BEGIN SOURCE TEXT

Can Ground Leases Provide Equity Relief for Operators Navigating the COVID-19 Pandemic?
In a Q&A with NREI, Dan Amer, of Kawa Capital Management, talks about the pros and cons of ground lease transactions.
November 18, 2020 | Liz Wolf | National Real Estate Investor
As commercial real estate owners continue grappling with vacancies, decreased demand and uncertainty during the COVID-19 crisis, Miami-based investment manager Kawa Capital Management provides ground leases that the firm claims is an alternative financing vehicle that can help prevent further distress.
According to Kawa executives, ground leases are a reliable vehicle for property owners looking to free up liquidity and investors seeking to fund capital requirements. In ground lease transactions, real estate is seen as two separate assets: the land and the buildings. Investors with access to capital acquire the ground underlying a built asset or planned development, and then re-lease the land back to the owner/operator, offering an immediate cash infusion and some long-term predictability.

END SOURCE TEXT

TASK DETAILS: Continue the article on ground leases as equity relief during the COVID-19 pandemic, picking up after its last sentence.

BEGIN INPUT DATA

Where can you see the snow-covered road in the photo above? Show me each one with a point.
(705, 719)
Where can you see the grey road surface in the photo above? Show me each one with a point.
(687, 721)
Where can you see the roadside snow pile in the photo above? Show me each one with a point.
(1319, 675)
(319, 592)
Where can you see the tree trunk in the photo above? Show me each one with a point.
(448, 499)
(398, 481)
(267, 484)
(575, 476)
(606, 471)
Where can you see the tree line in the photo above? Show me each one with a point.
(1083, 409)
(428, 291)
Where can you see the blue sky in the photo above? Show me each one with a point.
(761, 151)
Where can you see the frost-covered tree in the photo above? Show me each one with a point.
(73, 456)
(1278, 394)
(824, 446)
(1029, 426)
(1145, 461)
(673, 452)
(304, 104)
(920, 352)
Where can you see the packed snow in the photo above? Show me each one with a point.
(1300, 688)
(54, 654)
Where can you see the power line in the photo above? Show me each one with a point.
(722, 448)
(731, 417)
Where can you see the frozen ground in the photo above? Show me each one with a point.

END INPUT DATA

ANSWER SPACE:
While ground leases can be used to acquire land underneath different asset classes, Kawa has seen the highest increase in requests this year in the hardest-hit sectors of retail and hospitality. The office sector has also seen activity as Kawa completed a $237 million ground lease transaction with Brandywine Realty Trust in July. To date, the firm has completed 20 ground lease transactions totaling nearly $1 billion.